Задания →
[1] Какой состав инструментов, согласно статье о попаданстве, образует струнный квартет?
[2] Повторите фрагмент статьи о попаданстве от слов «Попаданство как жанр» до слов «шнурки, я босиком.».

Попаданство как жанр (набросок статьи)

Автор: Павел Седрих

Примерно за час безделья набросал. Потом, можбыть, поправлю. Можбыть, нет. Не знаю.


Для начала придется задать себе вопрос...
Серьезно? Попаданство – это поджанр литературы? Давайте не смешить мои шнурки, я босиком.
Во-первых, откуда он взялся?
Попадаство – это такой лоскутик,который болтается на одной из спиц большого зонтика с общим названием «фантастика». Который объединяет в себе фантастику очень научную, не очень научную, совсем ненаучную, героическую и так далее по мере убывания научности; а также различные виды и подвиды фэнтези, которых тоже расплодилось немеряно; и всевозможную «wierd» – странную – литературу, замешанную на мистике и не являющуюся эзотерикой. Потому что «эзотерика» – это литература сугубо документальная, а мы ведем речь о худож... вернее, о недокументальной.
Я почему спрашиваю. Самые сообразительные уже догадались, а всем остальным я намекну: у фантастики как жанра четких определений нет. У фэнтези как ее части – тоже.
Зато у нее есть набор приемов и большая темная комната, забитая реквизитом. И именно по реквизиту читатель – а главное, продавец, – определяет, что «а, вот это научная фантастика, а вот это темное фэнтези». Что само по себе странно...
Наберите где-нибудь в поисковике словосочетание «струнный квартет». Это не только раз навсегда определенный музыкальный состав (две скрипки, альт, виолончель – и никаких тебе контрабасов), но и форма музыкального произведения.
Но «струнный квартет» так и не стал музыкальным жанром, потому что – написать для четырех пилильщиков смычками по нервам можно все что угодно.
А теперь вспомните фантастику в ее глобальном смысле. Есть сравнительно небольшое количество произведений «твердой научной фантастики», которое действительно решает какие-то околонаучные вопросы. Даже в фэнтези такое есть. Но в остальных...
Так вот. Фантастика сама по себе – это вообще не жанр. Некоторые (многие?) ее поджанры являются таковыми лишь по недоразумению: вследствие того что авторы запихнули, например, в остросюжетный или детективный роман фантастический реквизит вроде космических кораблей или телепатии.

Исходные строки →
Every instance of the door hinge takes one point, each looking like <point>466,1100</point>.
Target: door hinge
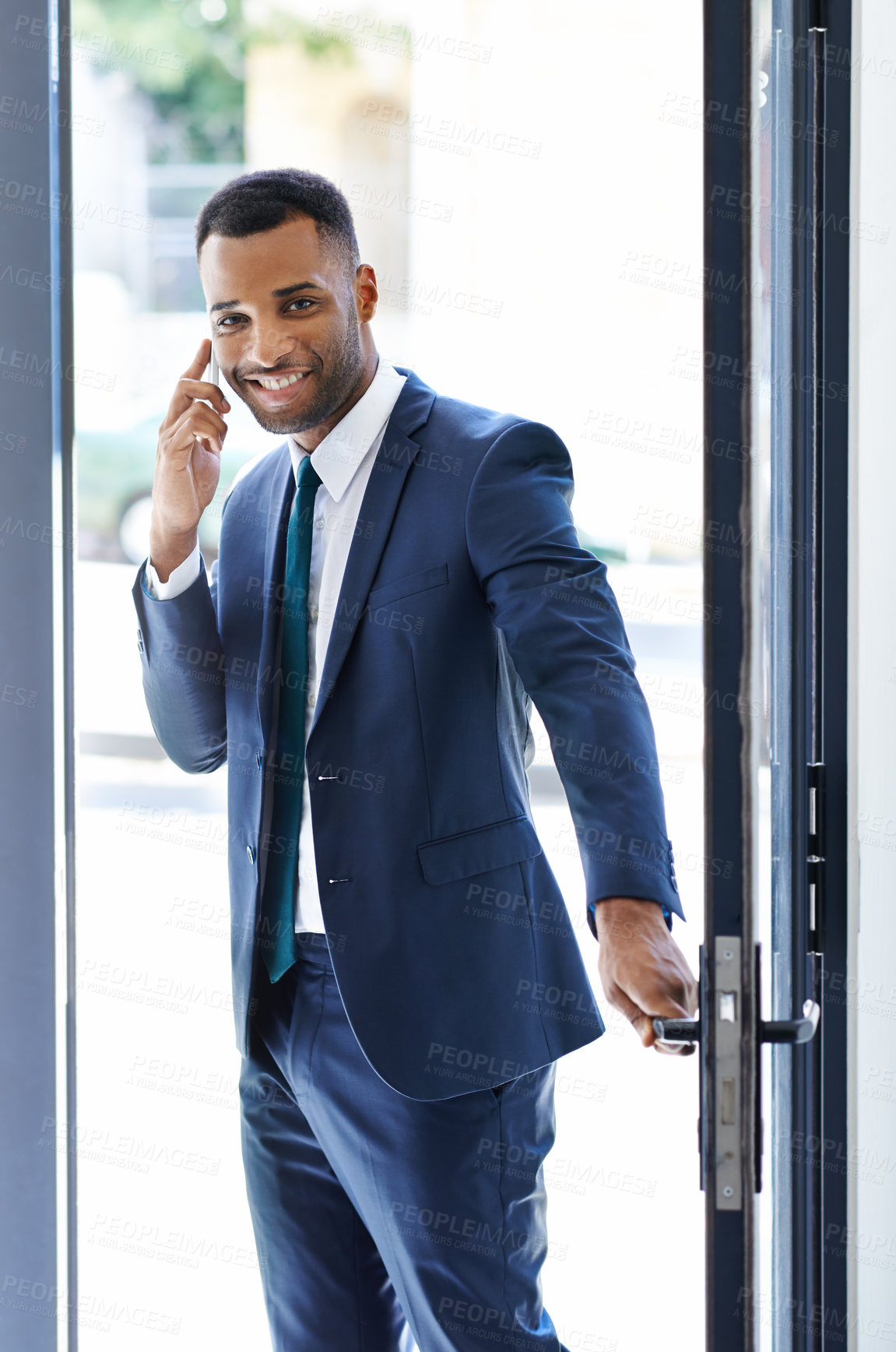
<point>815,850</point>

* * *

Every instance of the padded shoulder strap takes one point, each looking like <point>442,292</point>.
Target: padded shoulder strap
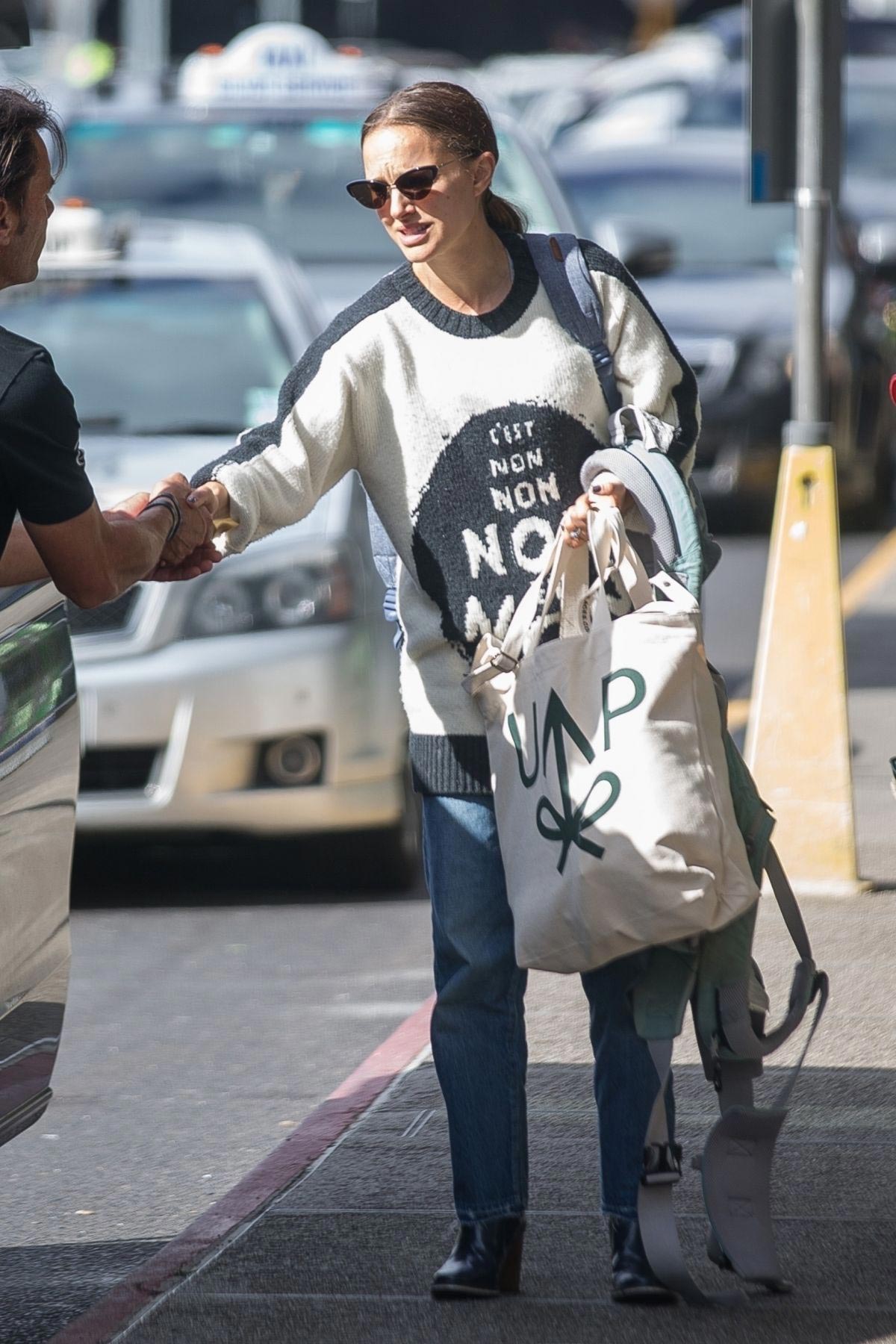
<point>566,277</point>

--

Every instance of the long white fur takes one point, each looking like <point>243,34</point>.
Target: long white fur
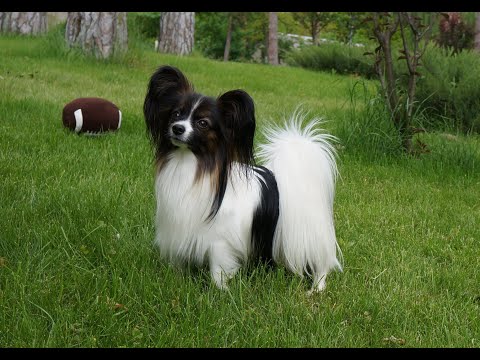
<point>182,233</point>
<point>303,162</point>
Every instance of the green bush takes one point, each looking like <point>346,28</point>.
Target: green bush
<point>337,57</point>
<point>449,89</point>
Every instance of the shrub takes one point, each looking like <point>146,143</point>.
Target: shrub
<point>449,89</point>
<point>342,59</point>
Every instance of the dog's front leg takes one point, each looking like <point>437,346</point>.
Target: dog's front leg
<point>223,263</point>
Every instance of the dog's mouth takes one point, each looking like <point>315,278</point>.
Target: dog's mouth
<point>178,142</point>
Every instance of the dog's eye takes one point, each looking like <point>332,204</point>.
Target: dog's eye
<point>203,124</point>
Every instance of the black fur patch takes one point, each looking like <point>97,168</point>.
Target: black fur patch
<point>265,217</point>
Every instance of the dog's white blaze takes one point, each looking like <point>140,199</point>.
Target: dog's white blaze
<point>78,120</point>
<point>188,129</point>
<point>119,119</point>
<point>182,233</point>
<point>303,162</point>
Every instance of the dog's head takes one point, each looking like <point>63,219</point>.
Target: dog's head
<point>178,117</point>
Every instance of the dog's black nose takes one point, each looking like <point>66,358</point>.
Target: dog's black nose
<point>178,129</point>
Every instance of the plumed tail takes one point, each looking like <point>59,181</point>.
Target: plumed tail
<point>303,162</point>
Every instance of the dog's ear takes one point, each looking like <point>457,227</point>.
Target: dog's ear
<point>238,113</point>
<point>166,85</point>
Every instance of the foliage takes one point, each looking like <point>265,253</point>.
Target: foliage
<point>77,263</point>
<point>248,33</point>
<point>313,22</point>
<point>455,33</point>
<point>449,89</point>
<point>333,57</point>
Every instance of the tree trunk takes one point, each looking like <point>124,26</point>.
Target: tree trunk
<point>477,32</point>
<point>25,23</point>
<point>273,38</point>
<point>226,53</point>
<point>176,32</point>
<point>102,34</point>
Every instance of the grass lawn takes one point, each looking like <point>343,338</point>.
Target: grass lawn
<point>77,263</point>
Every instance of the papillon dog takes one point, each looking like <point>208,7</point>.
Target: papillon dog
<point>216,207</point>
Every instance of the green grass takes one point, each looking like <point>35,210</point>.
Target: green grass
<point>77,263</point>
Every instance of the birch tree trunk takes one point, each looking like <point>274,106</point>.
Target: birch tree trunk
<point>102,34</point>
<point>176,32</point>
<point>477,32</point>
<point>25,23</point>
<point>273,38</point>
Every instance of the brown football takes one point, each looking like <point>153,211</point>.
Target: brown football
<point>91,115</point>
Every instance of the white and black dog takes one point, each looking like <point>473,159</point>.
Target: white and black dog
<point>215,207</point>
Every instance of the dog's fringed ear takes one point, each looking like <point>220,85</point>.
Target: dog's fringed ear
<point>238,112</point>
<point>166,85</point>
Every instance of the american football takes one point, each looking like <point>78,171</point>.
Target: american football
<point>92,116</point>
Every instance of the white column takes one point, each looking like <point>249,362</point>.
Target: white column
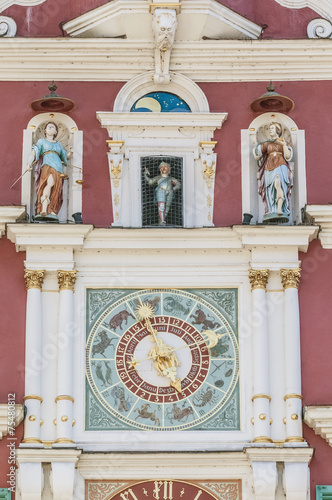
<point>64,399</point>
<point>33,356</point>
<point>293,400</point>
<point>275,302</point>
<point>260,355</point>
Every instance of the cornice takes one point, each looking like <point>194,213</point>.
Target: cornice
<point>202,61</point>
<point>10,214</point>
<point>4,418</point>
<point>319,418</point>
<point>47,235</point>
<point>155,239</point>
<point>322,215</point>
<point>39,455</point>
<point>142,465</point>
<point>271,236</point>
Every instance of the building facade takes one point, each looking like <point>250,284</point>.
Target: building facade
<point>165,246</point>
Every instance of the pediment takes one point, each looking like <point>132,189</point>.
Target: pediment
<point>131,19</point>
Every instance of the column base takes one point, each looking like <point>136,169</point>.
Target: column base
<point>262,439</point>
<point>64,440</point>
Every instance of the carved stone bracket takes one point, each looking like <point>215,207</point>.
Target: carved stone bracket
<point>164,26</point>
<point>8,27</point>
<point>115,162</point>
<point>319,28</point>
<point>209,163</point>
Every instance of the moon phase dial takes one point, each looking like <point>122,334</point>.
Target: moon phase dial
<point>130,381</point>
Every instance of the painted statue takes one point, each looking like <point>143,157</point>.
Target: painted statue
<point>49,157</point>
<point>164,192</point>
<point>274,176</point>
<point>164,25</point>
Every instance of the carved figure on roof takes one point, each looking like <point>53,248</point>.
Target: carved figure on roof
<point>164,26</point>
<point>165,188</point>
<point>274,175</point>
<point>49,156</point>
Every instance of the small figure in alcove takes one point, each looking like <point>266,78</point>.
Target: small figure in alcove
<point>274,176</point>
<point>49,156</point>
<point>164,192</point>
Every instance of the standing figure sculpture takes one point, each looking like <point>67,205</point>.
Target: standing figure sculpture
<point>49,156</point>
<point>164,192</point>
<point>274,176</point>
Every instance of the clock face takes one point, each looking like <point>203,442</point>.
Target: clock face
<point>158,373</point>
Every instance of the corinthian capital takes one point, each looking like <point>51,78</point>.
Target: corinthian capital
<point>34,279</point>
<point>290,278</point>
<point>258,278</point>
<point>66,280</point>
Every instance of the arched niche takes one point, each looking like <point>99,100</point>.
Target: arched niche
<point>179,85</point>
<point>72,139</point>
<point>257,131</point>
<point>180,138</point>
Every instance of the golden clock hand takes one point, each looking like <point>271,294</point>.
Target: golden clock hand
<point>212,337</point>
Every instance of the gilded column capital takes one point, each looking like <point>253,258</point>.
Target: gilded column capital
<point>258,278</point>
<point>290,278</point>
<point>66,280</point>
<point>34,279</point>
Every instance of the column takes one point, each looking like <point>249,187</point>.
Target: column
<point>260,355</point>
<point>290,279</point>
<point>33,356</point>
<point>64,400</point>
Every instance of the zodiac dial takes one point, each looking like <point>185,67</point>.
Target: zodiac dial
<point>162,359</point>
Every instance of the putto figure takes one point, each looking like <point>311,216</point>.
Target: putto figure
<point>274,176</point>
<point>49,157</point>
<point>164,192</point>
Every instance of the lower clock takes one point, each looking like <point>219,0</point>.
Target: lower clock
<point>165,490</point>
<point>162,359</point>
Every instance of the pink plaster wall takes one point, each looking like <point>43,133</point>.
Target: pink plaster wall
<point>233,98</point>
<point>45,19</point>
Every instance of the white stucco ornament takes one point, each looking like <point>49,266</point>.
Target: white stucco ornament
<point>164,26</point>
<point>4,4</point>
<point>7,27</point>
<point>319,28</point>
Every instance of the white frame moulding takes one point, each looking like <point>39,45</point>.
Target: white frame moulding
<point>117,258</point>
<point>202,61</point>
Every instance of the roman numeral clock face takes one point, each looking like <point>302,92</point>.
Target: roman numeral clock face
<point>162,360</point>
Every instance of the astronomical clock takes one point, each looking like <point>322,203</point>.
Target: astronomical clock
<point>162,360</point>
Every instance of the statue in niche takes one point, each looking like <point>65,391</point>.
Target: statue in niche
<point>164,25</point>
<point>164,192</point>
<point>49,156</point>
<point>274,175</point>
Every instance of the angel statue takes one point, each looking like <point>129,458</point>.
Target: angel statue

Ответы к заданиям →
[1] Две скрипки, альт и виолончель.

[2]
Попаданство как жанр (набросок статьи)

Автор: Павел Седрих

Примерно за час безделья набросал. Потом, можбыть, поправлю. Можбыть, нет. Не знаю.


Для начала придется задать себе вопрос...
Серьезно? Попаданство – это поджанр литературы? Давайте не смешить мои шнурки, я босиком.